_Passage_.
Baloch social worker Abdul Wahid returned to his home in Karachi's Lyari area on Monday after allegedly being taken into custody in July this year, family sources told Dawn.
Missing since July 26, social activist and writer Abdul Wahid Baloch was taken away by two men in plain clothes while travelling on a bus en route to Karachi with a friend.
Baloch’s eldest daughter, 20-year-old Hani, had told Dawn at the time of his 'kidnapping' that her father and his friend Sabir Ali Sabir, and his two children, were returning from an event in Digri, a town in Mirpurkhas district of Sindh, on the afternoon of July 26.
Quoting her father's friend, she had said two men in civilian clothes, “one in black and the other in white, came towards the van as it stopped at the Superhighway toll plaza and asked my father’s friend to show his identity card.”

Referring expression data
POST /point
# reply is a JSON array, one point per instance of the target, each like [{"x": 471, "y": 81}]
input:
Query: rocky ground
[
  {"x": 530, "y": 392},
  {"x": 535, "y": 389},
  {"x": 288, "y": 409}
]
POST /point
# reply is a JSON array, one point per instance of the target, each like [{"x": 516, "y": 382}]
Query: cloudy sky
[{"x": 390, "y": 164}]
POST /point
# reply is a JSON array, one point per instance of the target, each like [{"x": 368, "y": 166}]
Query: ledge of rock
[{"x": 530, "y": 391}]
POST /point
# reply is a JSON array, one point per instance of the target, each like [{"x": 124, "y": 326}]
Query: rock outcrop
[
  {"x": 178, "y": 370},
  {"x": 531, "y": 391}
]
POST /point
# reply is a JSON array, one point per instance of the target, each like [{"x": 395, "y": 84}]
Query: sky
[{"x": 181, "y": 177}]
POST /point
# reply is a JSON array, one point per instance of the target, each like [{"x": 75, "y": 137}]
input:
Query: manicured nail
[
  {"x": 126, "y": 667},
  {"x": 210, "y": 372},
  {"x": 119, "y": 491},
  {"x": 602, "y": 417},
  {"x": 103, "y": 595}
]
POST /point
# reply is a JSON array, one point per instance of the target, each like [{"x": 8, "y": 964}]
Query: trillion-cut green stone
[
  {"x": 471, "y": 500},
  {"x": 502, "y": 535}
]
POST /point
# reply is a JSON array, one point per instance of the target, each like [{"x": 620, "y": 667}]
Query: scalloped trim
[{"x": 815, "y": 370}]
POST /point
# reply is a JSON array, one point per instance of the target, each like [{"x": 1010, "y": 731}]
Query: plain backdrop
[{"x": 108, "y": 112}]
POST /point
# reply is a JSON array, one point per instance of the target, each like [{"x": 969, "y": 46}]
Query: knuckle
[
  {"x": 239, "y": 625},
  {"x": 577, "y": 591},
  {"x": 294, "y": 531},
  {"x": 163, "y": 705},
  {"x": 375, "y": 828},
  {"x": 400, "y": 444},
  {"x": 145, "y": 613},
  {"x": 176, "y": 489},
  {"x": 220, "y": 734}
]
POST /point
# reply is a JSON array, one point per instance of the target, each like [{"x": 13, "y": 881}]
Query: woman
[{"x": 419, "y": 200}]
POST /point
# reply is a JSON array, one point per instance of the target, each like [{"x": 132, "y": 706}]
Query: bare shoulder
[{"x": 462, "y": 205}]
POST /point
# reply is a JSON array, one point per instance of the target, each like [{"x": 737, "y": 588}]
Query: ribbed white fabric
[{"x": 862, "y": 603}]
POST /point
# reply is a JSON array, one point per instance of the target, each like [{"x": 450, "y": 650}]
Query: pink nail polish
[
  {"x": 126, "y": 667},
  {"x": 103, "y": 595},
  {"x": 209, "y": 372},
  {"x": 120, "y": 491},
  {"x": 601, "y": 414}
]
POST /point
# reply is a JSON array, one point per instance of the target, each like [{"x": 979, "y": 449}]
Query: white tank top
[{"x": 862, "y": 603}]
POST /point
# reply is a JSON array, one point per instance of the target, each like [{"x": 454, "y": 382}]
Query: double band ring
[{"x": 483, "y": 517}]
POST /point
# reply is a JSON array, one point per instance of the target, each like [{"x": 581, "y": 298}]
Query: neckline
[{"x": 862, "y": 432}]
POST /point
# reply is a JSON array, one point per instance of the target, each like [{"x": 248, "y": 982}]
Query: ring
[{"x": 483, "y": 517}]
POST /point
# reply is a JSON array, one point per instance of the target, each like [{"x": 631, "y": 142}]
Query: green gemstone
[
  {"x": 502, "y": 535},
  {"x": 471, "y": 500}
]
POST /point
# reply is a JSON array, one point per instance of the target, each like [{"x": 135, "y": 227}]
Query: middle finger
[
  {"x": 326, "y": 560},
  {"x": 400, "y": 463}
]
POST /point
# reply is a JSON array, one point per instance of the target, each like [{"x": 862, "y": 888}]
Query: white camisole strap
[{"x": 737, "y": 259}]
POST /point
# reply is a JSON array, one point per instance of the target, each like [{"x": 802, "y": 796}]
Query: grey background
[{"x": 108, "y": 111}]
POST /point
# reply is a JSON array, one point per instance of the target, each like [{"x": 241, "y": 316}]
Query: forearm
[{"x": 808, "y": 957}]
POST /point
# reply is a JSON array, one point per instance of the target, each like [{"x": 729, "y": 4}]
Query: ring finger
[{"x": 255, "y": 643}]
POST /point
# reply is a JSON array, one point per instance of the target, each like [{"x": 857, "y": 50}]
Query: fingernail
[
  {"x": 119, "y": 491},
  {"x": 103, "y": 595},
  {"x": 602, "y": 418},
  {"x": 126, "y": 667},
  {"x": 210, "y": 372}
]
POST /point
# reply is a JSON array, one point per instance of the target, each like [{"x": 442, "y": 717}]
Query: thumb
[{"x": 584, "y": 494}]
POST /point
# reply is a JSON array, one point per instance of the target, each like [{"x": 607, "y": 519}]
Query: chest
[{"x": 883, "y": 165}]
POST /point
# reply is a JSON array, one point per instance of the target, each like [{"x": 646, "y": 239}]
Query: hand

_Requirement_. Extend the news report on Abdul Wahid Baloch's return home, picking up after its final sentence.

_Response to the task_.
The family, along with a few friends, then approached the Gadap Town police station, located right next to the toll plaza. “The police refused to register an FIR and asked us to wait for three days, as he might return," Hani had said. "We then approached the Human Rights Commission of Pakistan (HRCP), where we submitted an application along with his details.”
Abdul Wahid is a book lover and was a telephone operator at Karachi's Civil Hospital. He helped Baloch authors publish their works and activists print posters.
A close friend of his told Dawn earlier that Abdul Wahid was known for participating in events, protest rallies and hunger strikes held by Baloch activists and fishermen for the missing persons. "He was referred to as comrade and used to be a constant fixture at the Karachi Press Club," he said.